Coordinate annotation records
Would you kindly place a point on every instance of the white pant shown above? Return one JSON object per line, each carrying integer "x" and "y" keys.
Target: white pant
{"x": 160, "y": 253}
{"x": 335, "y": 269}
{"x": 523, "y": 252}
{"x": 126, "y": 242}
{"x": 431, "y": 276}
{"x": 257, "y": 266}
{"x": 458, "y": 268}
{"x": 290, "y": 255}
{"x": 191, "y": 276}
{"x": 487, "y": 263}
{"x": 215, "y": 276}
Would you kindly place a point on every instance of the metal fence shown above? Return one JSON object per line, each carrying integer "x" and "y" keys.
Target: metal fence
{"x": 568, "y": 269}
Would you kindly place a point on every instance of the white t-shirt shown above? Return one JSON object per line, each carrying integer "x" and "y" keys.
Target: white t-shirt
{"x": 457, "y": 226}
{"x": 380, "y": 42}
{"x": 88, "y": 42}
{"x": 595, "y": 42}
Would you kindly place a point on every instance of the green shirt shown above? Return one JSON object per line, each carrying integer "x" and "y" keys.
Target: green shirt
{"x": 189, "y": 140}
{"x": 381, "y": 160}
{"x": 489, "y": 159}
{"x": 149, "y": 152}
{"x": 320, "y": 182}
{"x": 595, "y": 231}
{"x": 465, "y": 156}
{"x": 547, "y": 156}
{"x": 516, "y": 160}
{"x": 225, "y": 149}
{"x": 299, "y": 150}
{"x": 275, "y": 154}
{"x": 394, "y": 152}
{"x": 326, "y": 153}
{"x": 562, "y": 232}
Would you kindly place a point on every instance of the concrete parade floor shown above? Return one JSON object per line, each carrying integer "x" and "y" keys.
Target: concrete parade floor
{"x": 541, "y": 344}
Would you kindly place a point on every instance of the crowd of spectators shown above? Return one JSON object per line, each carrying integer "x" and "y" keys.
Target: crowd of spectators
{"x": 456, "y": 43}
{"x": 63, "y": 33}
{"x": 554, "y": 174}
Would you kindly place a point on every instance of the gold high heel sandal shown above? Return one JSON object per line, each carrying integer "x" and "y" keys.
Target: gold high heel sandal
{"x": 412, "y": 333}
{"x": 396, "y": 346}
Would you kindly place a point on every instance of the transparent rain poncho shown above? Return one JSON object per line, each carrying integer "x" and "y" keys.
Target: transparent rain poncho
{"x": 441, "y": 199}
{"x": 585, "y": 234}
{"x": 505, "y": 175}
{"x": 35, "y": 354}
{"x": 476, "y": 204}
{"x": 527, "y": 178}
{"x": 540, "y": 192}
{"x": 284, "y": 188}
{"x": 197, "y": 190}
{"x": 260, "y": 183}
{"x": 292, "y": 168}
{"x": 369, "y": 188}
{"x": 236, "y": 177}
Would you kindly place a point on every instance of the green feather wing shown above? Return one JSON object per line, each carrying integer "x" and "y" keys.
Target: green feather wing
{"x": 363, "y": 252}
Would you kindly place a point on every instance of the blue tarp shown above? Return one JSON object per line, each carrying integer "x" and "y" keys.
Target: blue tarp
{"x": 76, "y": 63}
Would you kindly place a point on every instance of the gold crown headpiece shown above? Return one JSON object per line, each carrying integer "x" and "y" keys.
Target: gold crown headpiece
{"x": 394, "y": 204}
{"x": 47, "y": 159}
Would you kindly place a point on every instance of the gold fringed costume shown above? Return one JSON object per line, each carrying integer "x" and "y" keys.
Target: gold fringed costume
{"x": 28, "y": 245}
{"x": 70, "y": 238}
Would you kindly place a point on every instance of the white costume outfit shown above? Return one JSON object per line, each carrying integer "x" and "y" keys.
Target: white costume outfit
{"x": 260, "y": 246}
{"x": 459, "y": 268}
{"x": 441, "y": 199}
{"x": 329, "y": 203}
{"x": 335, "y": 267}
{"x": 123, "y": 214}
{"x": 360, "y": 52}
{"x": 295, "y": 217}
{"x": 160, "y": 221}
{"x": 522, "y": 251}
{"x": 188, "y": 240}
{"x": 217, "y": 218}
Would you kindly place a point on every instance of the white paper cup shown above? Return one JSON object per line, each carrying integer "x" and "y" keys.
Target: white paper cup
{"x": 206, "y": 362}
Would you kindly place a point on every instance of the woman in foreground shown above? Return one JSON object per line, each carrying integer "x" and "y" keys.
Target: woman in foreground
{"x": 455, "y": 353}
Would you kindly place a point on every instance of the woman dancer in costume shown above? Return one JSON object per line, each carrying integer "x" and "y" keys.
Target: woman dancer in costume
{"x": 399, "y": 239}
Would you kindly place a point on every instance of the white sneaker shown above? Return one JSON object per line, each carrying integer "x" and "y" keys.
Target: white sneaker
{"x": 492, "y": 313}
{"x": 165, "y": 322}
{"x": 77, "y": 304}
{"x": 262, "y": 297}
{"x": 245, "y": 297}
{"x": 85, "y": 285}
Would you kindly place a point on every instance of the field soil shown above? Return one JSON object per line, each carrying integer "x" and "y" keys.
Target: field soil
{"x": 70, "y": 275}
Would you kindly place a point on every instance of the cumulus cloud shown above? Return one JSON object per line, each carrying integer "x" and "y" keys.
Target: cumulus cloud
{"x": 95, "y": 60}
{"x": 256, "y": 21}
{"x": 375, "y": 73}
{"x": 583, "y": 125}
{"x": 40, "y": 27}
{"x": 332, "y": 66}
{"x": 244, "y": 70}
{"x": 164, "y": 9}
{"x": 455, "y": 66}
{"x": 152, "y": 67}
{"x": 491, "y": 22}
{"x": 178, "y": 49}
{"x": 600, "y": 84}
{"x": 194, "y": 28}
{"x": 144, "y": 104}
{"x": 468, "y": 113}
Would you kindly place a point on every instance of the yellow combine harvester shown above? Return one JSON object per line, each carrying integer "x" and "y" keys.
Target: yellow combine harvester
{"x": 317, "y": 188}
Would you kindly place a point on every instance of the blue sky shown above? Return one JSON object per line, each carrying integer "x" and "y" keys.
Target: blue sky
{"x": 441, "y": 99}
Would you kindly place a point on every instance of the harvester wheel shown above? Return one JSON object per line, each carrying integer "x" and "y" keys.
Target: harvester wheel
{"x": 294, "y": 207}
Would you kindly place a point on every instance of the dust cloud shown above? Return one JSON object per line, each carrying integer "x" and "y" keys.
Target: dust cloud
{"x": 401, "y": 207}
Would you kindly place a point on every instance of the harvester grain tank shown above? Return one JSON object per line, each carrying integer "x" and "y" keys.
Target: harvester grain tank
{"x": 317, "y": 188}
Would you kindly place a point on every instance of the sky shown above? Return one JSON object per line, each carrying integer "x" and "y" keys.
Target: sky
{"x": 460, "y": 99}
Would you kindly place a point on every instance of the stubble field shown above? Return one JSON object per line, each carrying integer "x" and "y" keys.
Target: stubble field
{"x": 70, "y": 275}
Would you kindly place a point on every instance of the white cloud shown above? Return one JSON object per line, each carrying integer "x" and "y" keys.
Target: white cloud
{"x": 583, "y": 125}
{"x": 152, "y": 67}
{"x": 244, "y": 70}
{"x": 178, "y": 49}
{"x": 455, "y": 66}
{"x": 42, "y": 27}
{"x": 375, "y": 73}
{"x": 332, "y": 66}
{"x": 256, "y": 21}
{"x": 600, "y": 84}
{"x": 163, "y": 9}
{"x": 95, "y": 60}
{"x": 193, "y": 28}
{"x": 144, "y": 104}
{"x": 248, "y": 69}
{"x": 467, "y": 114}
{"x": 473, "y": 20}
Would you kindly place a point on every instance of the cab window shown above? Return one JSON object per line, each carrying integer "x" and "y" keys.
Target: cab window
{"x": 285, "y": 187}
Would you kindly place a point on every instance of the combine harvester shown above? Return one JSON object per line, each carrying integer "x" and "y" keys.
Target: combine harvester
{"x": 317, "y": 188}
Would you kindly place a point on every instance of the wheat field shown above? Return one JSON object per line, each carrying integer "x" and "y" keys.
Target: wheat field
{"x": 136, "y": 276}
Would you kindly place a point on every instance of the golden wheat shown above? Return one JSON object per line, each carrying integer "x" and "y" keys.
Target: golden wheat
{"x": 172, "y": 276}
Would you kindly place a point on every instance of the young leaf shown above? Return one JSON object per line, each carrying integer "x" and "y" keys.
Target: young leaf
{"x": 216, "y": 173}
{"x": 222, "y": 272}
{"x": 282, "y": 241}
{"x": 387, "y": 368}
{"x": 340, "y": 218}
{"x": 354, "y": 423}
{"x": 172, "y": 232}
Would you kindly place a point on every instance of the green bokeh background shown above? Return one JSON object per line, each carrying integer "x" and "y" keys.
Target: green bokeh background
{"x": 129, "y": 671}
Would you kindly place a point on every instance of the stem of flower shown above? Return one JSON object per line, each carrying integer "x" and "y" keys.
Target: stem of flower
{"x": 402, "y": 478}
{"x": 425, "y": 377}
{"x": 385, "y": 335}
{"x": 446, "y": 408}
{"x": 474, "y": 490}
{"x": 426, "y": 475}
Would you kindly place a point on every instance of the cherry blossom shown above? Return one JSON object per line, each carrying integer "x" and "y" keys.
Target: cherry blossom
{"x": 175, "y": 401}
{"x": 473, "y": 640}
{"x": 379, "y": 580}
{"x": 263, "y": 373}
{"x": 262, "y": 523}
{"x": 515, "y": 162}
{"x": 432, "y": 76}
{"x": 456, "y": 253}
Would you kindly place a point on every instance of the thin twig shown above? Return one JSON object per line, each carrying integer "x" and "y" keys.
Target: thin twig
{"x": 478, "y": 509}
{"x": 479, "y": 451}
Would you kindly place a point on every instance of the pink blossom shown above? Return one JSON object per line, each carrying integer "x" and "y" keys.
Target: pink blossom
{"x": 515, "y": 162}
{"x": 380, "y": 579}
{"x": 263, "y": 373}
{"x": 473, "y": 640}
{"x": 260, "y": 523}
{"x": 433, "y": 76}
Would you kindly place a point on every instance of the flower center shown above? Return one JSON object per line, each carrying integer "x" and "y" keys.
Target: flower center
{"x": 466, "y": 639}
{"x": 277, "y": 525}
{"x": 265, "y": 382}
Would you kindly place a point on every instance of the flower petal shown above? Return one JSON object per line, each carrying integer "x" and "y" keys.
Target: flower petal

__CHALLENGE__.
Repeat every line of the entries above, unchanged, from the line containing "the flower center" down through the last line of the entries.

__EXERCISE SOLUTION__.
Would you kindly place a point on every instance of the flower center shown above? Return one JSON object per line, each carrying integer "x" and "y" keys.
Target: flower center
{"x": 466, "y": 639}
{"x": 277, "y": 525}
{"x": 265, "y": 382}
Would you kindly place a point on every instance of the flower petal shown above? Return one JSON object per line, each carrying integer "x" and "y" keys.
Target: flower petal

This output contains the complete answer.